— Begin INFORMATION PROVIDED —

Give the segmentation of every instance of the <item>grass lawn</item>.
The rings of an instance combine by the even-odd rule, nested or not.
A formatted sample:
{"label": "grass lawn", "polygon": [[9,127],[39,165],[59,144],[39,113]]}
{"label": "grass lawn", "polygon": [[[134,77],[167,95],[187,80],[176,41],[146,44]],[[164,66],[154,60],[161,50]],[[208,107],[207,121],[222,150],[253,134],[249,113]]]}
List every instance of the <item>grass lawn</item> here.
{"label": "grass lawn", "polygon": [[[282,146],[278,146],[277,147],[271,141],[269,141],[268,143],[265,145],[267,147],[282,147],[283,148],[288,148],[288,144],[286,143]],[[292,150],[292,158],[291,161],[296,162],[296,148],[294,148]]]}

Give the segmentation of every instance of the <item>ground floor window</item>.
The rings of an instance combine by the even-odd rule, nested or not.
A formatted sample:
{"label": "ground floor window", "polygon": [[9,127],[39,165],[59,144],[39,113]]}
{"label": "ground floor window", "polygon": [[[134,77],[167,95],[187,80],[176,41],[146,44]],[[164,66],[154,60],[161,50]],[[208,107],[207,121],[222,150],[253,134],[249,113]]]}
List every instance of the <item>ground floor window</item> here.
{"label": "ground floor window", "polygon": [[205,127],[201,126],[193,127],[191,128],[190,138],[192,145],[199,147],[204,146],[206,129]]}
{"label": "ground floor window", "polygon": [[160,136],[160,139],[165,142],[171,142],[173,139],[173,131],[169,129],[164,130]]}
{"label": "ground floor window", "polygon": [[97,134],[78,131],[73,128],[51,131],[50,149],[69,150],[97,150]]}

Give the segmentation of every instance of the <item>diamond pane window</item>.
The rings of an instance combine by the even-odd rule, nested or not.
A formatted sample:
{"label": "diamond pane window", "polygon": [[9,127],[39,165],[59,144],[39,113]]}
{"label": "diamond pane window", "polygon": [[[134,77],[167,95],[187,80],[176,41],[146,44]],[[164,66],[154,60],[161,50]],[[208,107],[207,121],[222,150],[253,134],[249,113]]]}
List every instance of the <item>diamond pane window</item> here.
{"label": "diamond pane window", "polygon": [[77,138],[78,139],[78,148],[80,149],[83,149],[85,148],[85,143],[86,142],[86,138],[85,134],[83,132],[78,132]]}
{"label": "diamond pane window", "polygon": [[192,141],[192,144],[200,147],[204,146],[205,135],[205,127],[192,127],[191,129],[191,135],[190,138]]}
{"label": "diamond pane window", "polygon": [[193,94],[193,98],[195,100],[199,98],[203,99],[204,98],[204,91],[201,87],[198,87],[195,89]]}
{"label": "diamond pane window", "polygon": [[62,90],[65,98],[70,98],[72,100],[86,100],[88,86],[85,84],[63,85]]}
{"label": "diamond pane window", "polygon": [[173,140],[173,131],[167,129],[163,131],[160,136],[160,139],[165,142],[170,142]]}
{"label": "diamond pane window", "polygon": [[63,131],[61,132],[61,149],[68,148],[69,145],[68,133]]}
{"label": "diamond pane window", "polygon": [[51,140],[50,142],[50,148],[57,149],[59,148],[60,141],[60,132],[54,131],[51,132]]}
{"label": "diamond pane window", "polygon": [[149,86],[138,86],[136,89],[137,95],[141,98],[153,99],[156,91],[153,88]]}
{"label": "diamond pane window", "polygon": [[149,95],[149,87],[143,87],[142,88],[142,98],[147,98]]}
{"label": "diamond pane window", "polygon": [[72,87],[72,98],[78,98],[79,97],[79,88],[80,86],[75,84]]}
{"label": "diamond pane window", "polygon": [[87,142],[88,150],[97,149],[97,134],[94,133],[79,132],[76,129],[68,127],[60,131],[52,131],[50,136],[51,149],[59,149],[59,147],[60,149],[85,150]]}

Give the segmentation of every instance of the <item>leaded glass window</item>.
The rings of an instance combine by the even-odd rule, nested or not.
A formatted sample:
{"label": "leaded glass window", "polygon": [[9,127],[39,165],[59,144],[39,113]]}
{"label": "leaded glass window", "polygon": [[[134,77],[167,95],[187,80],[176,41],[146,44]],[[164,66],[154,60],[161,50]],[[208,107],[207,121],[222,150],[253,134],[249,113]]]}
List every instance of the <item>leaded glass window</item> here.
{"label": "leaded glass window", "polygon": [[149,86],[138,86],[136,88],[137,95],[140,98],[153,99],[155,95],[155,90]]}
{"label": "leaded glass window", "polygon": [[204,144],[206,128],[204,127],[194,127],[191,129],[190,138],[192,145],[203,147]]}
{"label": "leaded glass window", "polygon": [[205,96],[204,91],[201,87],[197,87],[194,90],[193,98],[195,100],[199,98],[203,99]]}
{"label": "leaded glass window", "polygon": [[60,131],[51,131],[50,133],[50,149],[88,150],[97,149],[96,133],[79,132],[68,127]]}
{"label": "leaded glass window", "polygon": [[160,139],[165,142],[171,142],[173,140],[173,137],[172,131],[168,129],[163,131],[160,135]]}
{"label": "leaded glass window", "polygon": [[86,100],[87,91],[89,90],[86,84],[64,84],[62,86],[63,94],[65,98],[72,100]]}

— End INFORMATION PROVIDED —

§ **DIRECTION**:
Return all of the data precisely as it appears.

§ **SOLUTION**:
Give the segmentation of every instance of the <item>grass lawn</item>.
The rings of an instance combine by the even-odd rule, nested or not.
A formatted sample:
{"label": "grass lawn", "polygon": [[9,127],[39,165],[59,144],[39,113]]}
{"label": "grass lawn", "polygon": [[[134,77],[167,95],[187,80],[176,41],[146,44]],[[164,66],[154,60],[161,50]],[[208,107],[207,121],[222,150],[253,134],[249,113]]]}
List every instance of the <item>grass lawn</item> here.
{"label": "grass lawn", "polygon": [[[282,146],[278,146],[277,147],[271,141],[269,141],[268,143],[265,145],[267,147],[282,147],[283,148],[288,148],[288,144],[286,143]],[[292,150],[292,158],[291,161],[296,162],[296,148],[294,148]]]}

Give the segmentation of every instance of the <item>ground floor window</item>.
The rings of an instance combine by the even-odd rule, nested or not.
A formatted sample:
{"label": "ground floor window", "polygon": [[9,127],[39,165],[59,144],[39,113]]}
{"label": "ground floor window", "polygon": [[[134,77],[167,95],[187,80],[176,41],[146,44]],[[164,66],[154,60],[161,50]],[[208,107],[207,121],[222,150],[253,134],[249,113]]]}
List every instance of the <item>ground floor window</item> here.
{"label": "ground floor window", "polygon": [[205,127],[201,126],[193,127],[191,128],[190,138],[192,145],[199,147],[204,146],[206,129]]}
{"label": "ground floor window", "polygon": [[160,136],[160,139],[165,142],[171,142],[173,139],[173,131],[169,129],[164,130]]}
{"label": "ground floor window", "polygon": [[97,134],[78,131],[73,128],[51,131],[50,149],[69,150],[97,150]]}

Give the segmentation of every instance of the <item>diamond pane window</item>.
The rings of an instance combine by the even-odd rule, nested or not.
A formatted sample:
{"label": "diamond pane window", "polygon": [[9,127],[39,165],[59,144],[39,113]]}
{"label": "diamond pane window", "polygon": [[[134,77],[167,95],[187,80],[176,41],[146,44]],[[164,66],[154,60],[161,50]],[[208,107],[207,121],[222,150],[253,134],[249,113]]]}
List every instance of the <item>diamond pane window</item> here.
{"label": "diamond pane window", "polygon": [[77,138],[78,139],[78,148],[80,149],[83,149],[85,148],[85,143],[86,142],[86,138],[85,134],[83,132],[78,132]]}
{"label": "diamond pane window", "polygon": [[192,141],[192,144],[200,147],[204,146],[205,135],[205,127],[192,127],[191,129],[191,135],[190,138]]}
{"label": "diamond pane window", "polygon": [[193,94],[193,98],[195,100],[199,98],[203,99],[204,98],[204,91],[201,87],[198,87],[195,89]]}
{"label": "diamond pane window", "polygon": [[62,90],[65,98],[70,98],[72,100],[86,100],[88,86],[85,84],[63,85]]}
{"label": "diamond pane window", "polygon": [[173,140],[173,131],[167,129],[163,131],[160,136],[160,139],[165,142],[170,142]]}
{"label": "diamond pane window", "polygon": [[63,131],[61,132],[61,149],[68,148],[69,145],[68,133]]}
{"label": "diamond pane window", "polygon": [[51,140],[50,142],[50,148],[57,149],[59,148],[60,141],[60,132],[54,131],[51,132]]}
{"label": "diamond pane window", "polygon": [[149,86],[138,86],[136,89],[137,95],[141,98],[153,99],[156,91],[153,88]]}
{"label": "diamond pane window", "polygon": [[149,95],[149,87],[143,87],[142,88],[142,98],[147,98]]}
{"label": "diamond pane window", "polygon": [[72,87],[72,98],[78,98],[79,97],[79,88],[80,86],[75,84]]}
{"label": "diamond pane window", "polygon": [[87,142],[88,150],[97,149],[97,134],[94,133],[79,132],[76,129],[68,127],[60,131],[52,131],[50,136],[51,149],[59,149],[59,147],[60,149],[85,150]]}

Give the segmentation of every instance of the <item>leaded glass window</item>.
The rings of an instance combine by the even-odd rule, nested or not.
A formatted sample:
{"label": "leaded glass window", "polygon": [[9,127],[39,165],[59,144],[39,113]]}
{"label": "leaded glass window", "polygon": [[[134,77],[167,95],[187,80],[176,41],[146,44]],[[164,66],[154,60],[161,50]],[[208,107],[207,121],[222,150],[253,134],[249,113]]]}
List every instance of the <item>leaded glass window</item> here.
{"label": "leaded glass window", "polygon": [[149,86],[138,86],[136,88],[137,95],[140,98],[153,99],[155,95],[155,90]]}
{"label": "leaded glass window", "polygon": [[204,144],[206,128],[204,127],[194,127],[191,129],[190,138],[192,145],[203,147]]}
{"label": "leaded glass window", "polygon": [[205,96],[204,91],[201,87],[197,87],[194,90],[193,98],[195,100],[199,98],[203,99]]}
{"label": "leaded glass window", "polygon": [[60,131],[51,131],[50,133],[50,149],[88,150],[97,149],[96,133],[79,132],[68,127]]}
{"label": "leaded glass window", "polygon": [[160,139],[165,142],[171,142],[173,140],[173,137],[172,131],[168,129],[163,131],[160,135]]}
{"label": "leaded glass window", "polygon": [[86,100],[87,91],[89,90],[86,84],[64,84],[62,86],[63,94],[65,98],[72,100]]}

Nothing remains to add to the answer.